Stored items from a collection:
+ + + + + + +
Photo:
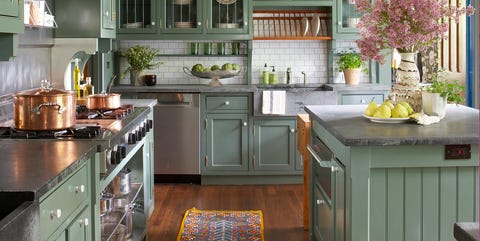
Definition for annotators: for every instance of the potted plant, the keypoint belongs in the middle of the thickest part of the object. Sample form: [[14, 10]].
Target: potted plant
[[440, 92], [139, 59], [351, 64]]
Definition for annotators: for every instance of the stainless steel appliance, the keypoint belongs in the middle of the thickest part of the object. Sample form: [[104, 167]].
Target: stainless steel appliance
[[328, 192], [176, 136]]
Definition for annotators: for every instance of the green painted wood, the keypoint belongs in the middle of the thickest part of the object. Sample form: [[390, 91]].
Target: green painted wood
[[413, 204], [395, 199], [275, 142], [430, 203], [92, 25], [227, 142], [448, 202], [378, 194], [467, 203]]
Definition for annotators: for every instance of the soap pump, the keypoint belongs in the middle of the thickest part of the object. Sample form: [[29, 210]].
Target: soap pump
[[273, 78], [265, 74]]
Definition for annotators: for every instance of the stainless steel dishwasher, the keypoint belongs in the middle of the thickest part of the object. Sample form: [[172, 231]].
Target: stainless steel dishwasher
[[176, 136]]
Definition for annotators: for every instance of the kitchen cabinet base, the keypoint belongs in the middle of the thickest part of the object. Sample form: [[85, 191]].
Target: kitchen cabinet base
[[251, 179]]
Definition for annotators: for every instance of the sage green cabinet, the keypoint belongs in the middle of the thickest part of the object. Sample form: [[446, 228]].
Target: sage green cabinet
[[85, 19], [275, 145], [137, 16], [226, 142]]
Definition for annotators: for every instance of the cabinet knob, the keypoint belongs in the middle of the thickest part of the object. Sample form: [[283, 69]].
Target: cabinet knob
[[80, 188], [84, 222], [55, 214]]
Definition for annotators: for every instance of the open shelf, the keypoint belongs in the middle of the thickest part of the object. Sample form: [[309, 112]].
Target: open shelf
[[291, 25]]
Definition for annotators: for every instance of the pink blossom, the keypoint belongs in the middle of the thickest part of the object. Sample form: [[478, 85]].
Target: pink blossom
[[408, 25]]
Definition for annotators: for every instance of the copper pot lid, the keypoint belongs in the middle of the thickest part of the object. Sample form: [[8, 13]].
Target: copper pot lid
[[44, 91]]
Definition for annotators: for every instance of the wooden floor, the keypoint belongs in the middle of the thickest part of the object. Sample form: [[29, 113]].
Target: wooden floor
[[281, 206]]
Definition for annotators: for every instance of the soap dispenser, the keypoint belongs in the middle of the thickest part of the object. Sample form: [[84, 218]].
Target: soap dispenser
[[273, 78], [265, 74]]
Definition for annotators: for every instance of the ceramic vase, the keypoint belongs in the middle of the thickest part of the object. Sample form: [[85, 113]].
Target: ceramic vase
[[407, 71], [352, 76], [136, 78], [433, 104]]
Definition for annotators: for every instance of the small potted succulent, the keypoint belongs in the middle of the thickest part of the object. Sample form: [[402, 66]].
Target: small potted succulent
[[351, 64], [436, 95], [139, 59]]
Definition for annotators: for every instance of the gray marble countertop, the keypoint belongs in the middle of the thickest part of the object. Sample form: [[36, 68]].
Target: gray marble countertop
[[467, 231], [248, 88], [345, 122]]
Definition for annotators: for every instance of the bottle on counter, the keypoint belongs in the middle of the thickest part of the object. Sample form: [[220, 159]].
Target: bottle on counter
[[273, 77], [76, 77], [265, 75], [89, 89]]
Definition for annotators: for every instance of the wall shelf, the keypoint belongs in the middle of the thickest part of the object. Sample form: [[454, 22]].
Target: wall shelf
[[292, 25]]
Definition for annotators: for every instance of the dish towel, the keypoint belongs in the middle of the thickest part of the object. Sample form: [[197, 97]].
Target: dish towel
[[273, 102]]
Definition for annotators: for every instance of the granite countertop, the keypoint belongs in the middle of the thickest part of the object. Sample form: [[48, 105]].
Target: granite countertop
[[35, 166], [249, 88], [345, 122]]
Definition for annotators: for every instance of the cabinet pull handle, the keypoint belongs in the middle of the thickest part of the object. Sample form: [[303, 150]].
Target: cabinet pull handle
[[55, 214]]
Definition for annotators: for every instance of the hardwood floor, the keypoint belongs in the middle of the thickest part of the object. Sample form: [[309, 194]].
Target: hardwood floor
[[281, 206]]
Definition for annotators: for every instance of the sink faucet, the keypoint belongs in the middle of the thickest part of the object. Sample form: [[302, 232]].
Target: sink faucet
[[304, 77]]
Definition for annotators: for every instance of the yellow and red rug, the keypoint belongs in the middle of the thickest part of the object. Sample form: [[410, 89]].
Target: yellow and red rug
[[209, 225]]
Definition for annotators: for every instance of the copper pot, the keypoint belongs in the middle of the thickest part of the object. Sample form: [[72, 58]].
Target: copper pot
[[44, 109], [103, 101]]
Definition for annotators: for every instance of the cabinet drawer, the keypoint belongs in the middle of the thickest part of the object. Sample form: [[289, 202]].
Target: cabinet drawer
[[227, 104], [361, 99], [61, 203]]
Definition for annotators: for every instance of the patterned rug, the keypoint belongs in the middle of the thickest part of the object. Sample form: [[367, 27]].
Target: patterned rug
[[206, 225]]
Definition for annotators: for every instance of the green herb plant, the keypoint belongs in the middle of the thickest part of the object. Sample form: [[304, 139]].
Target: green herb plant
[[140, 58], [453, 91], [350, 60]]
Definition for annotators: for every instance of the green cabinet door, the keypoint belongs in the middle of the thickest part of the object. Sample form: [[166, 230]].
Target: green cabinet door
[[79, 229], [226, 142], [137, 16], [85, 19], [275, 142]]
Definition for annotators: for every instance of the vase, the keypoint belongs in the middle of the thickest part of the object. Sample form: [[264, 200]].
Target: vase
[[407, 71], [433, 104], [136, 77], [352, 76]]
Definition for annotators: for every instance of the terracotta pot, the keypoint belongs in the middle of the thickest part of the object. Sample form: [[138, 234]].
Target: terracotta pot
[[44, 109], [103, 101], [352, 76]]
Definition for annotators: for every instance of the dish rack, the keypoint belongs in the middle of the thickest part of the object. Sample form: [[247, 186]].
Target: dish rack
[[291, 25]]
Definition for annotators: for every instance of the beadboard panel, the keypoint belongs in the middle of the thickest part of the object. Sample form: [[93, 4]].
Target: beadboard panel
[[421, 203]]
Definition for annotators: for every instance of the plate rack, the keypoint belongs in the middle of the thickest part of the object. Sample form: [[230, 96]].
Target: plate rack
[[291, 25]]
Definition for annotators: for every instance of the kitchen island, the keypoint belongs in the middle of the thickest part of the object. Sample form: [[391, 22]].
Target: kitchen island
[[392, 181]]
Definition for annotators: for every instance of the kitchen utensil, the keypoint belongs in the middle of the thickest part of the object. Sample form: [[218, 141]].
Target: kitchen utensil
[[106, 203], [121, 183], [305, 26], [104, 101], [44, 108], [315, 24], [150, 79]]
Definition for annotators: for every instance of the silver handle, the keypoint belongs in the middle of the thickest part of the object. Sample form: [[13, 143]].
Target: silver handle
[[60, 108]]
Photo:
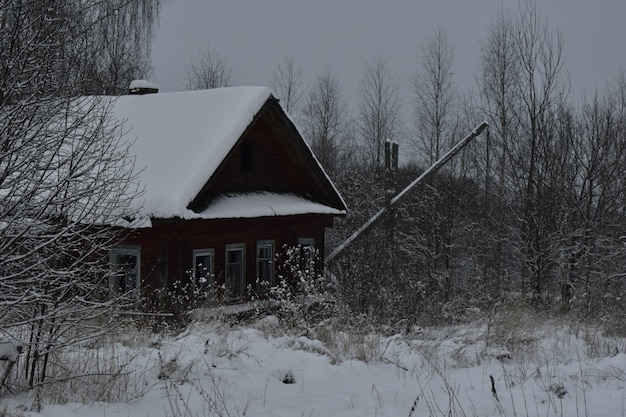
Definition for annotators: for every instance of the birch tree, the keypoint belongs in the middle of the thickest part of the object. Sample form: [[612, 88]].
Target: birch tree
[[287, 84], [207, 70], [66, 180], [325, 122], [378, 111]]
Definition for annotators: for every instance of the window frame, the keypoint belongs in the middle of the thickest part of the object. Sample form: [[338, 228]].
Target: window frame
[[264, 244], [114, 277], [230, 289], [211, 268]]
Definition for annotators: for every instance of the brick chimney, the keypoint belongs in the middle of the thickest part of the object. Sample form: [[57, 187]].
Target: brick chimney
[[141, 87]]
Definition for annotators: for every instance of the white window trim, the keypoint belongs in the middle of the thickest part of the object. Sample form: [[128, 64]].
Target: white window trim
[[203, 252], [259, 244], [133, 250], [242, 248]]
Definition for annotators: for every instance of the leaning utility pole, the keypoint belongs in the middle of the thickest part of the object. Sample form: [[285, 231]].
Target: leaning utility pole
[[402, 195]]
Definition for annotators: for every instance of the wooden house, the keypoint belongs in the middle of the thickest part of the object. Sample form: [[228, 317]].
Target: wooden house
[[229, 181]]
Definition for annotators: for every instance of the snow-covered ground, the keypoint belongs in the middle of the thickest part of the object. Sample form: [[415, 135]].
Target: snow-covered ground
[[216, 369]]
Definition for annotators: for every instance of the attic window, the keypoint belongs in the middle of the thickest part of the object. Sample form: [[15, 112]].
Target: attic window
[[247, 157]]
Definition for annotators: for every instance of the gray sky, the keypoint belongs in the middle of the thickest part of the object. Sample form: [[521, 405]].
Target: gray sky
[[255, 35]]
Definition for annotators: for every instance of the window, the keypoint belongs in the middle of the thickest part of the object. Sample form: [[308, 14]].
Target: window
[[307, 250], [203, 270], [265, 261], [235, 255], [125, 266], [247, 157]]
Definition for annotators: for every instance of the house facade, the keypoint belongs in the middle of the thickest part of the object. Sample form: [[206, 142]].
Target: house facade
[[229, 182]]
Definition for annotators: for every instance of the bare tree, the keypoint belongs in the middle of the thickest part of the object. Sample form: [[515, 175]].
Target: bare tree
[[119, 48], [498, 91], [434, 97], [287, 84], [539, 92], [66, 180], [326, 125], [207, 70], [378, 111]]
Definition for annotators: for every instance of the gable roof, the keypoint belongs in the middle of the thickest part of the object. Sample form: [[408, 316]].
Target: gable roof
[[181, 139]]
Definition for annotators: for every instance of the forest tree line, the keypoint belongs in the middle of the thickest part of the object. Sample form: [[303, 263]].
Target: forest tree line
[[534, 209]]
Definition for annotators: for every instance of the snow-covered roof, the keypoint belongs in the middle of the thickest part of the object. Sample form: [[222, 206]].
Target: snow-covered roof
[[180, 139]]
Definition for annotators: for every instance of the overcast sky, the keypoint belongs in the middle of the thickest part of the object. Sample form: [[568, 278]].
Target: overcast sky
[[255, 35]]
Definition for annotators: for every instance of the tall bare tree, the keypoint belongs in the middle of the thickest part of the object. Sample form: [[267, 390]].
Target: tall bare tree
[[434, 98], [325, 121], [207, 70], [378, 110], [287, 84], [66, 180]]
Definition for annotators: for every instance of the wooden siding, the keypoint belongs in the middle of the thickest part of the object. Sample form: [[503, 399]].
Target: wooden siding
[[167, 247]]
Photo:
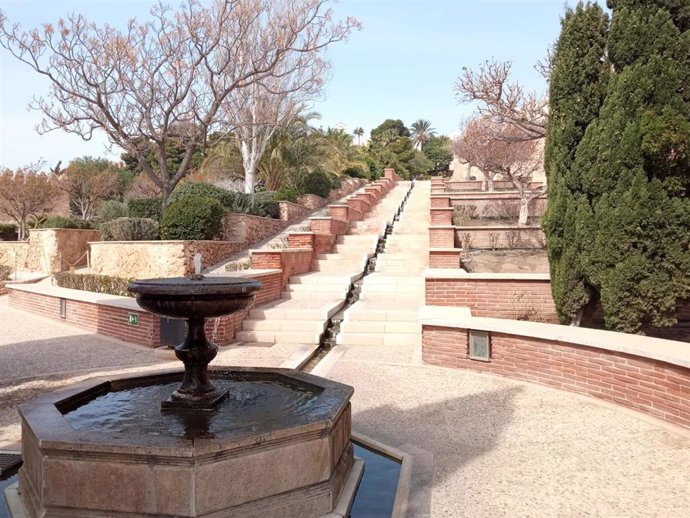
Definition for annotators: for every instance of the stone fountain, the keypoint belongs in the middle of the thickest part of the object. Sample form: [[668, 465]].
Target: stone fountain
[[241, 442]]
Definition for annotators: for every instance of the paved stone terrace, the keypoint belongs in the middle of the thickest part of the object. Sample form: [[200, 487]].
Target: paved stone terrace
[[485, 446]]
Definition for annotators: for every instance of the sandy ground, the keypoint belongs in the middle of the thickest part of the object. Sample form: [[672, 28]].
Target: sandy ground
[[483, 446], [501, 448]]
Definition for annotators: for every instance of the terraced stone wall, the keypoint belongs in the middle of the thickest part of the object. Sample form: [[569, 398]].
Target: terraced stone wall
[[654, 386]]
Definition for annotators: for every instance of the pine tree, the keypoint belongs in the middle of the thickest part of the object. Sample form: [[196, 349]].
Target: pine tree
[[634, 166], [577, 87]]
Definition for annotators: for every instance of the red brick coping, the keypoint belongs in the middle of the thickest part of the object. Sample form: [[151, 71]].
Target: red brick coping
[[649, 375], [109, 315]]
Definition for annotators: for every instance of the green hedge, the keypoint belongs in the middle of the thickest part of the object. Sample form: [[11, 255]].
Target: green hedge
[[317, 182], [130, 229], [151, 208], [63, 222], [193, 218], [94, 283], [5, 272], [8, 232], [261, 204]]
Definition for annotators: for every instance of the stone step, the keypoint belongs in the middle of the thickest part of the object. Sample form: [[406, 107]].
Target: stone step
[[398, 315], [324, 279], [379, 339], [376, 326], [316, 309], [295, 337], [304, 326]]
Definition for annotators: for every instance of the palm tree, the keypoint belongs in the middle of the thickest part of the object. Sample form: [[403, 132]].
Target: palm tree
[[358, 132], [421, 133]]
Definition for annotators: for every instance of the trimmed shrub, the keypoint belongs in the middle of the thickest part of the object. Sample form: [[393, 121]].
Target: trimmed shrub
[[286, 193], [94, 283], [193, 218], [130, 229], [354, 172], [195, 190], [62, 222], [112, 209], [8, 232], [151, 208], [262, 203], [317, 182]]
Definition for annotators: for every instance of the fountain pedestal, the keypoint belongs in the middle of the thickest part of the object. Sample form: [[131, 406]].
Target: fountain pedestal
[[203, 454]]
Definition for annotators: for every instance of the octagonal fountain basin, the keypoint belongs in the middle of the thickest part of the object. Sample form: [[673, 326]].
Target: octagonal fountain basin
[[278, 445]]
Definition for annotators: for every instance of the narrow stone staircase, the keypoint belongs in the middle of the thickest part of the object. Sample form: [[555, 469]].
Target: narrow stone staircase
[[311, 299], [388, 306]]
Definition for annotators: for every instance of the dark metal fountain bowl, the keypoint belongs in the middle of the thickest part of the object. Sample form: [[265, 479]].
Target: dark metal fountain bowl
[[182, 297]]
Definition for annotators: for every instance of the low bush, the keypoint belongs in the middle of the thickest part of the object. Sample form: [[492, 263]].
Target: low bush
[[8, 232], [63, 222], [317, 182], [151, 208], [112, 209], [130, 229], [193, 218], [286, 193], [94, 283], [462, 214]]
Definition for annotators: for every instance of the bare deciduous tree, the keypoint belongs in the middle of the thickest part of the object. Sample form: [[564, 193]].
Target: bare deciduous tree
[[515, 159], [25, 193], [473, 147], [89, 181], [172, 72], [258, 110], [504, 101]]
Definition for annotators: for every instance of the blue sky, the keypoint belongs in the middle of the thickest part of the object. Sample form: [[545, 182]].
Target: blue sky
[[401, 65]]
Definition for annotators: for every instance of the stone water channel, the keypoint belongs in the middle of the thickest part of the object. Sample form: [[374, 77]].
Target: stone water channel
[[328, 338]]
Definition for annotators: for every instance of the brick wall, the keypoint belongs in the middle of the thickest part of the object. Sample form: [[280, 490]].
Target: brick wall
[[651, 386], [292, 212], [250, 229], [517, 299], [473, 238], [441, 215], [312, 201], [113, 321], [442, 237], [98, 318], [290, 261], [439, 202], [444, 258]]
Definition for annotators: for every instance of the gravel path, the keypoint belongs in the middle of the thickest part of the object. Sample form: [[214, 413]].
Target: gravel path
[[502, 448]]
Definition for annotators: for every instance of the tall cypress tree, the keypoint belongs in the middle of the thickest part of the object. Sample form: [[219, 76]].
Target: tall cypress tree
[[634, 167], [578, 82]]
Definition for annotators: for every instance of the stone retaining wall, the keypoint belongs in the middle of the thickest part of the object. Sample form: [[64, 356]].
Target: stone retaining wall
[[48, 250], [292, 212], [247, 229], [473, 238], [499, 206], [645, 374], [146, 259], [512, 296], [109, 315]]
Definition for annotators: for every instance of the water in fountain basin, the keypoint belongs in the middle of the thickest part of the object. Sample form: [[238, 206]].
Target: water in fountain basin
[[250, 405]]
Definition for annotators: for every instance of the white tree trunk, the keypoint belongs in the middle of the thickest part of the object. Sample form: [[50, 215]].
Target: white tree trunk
+ + + + + + +
The answer must consist of every line from the entries above that contains "trunk".

Definition for annotators: for every instance of the white tree trunk, the keypoint belongs in the middle of the thickest part of the object. Sample form: [[50, 215]].
Target: white tree trunk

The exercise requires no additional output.